--- start ---
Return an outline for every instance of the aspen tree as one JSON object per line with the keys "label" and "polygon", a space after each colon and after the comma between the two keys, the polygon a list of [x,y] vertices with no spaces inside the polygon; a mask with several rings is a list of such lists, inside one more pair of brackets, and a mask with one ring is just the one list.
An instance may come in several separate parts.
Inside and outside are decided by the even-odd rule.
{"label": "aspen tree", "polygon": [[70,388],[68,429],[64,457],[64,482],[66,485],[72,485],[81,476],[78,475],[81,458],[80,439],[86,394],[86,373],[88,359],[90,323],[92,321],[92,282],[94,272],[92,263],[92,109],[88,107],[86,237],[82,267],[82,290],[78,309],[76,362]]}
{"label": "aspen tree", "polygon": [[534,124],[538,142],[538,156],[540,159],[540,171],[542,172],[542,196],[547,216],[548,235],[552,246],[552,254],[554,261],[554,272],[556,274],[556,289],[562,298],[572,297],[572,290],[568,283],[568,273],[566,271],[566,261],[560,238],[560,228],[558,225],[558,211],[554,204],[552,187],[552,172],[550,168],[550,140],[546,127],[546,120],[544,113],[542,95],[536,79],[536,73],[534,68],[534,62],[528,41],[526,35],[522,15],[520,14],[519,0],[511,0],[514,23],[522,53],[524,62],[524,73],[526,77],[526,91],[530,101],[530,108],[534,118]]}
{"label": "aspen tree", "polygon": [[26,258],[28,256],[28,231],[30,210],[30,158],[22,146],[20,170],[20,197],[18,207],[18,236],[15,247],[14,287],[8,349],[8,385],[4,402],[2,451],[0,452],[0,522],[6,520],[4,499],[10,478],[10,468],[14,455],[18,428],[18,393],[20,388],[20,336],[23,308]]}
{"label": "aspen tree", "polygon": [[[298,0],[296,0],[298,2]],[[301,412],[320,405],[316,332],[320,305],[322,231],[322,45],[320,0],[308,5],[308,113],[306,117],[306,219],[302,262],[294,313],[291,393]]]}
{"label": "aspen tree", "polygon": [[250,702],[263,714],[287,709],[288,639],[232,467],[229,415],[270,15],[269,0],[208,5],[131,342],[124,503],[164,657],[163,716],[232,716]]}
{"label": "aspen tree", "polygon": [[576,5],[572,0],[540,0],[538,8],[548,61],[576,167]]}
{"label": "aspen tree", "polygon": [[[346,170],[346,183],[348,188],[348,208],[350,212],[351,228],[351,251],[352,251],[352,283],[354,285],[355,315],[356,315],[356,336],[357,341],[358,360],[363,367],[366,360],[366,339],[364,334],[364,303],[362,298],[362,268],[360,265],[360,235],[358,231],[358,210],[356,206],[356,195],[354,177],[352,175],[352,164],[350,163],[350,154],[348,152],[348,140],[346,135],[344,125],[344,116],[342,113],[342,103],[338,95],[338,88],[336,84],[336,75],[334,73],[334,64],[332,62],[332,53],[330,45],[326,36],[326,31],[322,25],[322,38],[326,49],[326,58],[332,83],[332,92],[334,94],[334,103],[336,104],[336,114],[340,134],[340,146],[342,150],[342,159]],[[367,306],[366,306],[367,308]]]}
--- end ---
**OBJECTIVE**
Copy the lines above verbatim, covering every record.

**ANSWER TO THE TASK**
Return an outline for every instance of the aspen tree as one JSON object per line with the keys "label" and "polygon", a space after each colon and after the comma between the two keys, the polygon a list of [x,y] vertices with no spaces inside the polygon; a mask with several rings is a list of such lists, inside one more pair of brackets, and a mask with one ring is just the one list.
An instance may come in several separate parts.
Inside and outside are decided by the even-odd rule.
{"label": "aspen tree", "polygon": [[70,388],[68,429],[64,457],[64,482],[66,485],[72,485],[81,476],[78,475],[81,458],[80,439],[86,394],[86,373],[88,359],[90,323],[92,321],[92,282],[94,272],[92,263],[92,109],[88,107],[86,237],[82,267],[82,290],[78,309],[76,362]]}
{"label": "aspen tree", "polygon": [[534,124],[538,142],[538,156],[540,159],[540,171],[542,172],[542,196],[547,216],[548,235],[552,246],[552,254],[554,261],[554,272],[556,274],[556,289],[562,298],[572,297],[572,290],[568,283],[568,273],[566,271],[566,261],[560,238],[560,228],[558,225],[558,211],[554,204],[552,187],[552,172],[550,168],[550,140],[546,127],[546,120],[544,113],[542,95],[536,79],[536,73],[534,68],[534,62],[528,41],[526,35],[522,15],[520,14],[519,0],[511,0],[514,23],[522,53],[524,62],[524,73],[526,77],[526,91],[530,101],[530,108],[534,118]]}
{"label": "aspen tree", "polygon": [[26,258],[28,256],[28,231],[30,210],[30,158],[22,146],[20,170],[20,197],[18,207],[18,236],[15,247],[14,287],[8,349],[8,385],[4,402],[2,451],[0,452],[0,522],[6,520],[4,499],[10,478],[10,468],[14,455],[18,428],[18,393],[20,388],[20,336],[23,308]]}
{"label": "aspen tree", "polygon": [[[298,0],[296,0],[298,2]],[[301,412],[320,405],[316,332],[320,305],[322,231],[322,45],[320,0],[308,5],[308,113],[306,117],[306,219],[302,262],[294,313],[291,393]]]}
{"label": "aspen tree", "polygon": [[250,702],[263,714],[287,709],[288,639],[232,467],[229,415],[270,15],[269,0],[208,5],[131,342],[124,503],[164,657],[163,716],[232,716]]}
{"label": "aspen tree", "polygon": [[576,5],[572,0],[540,0],[538,8],[548,61],[576,167]]}
{"label": "aspen tree", "polygon": [[[346,170],[346,183],[348,188],[348,208],[350,212],[351,228],[351,251],[352,251],[352,283],[354,285],[355,315],[356,315],[356,336],[357,341],[358,360],[363,367],[366,360],[366,339],[364,334],[364,303],[362,298],[362,268],[360,265],[360,235],[358,231],[358,210],[356,206],[356,195],[354,177],[352,175],[352,164],[350,163],[350,154],[348,152],[348,140],[346,135],[344,125],[344,116],[342,113],[342,103],[338,95],[338,88],[336,84],[336,75],[334,73],[334,64],[332,62],[332,53],[330,45],[326,36],[326,31],[322,25],[322,38],[326,49],[326,58],[332,83],[332,92],[334,94],[334,103],[336,104],[336,114],[340,134],[340,146],[342,150],[342,159]],[[367,306],[366,306],[367,308]]]}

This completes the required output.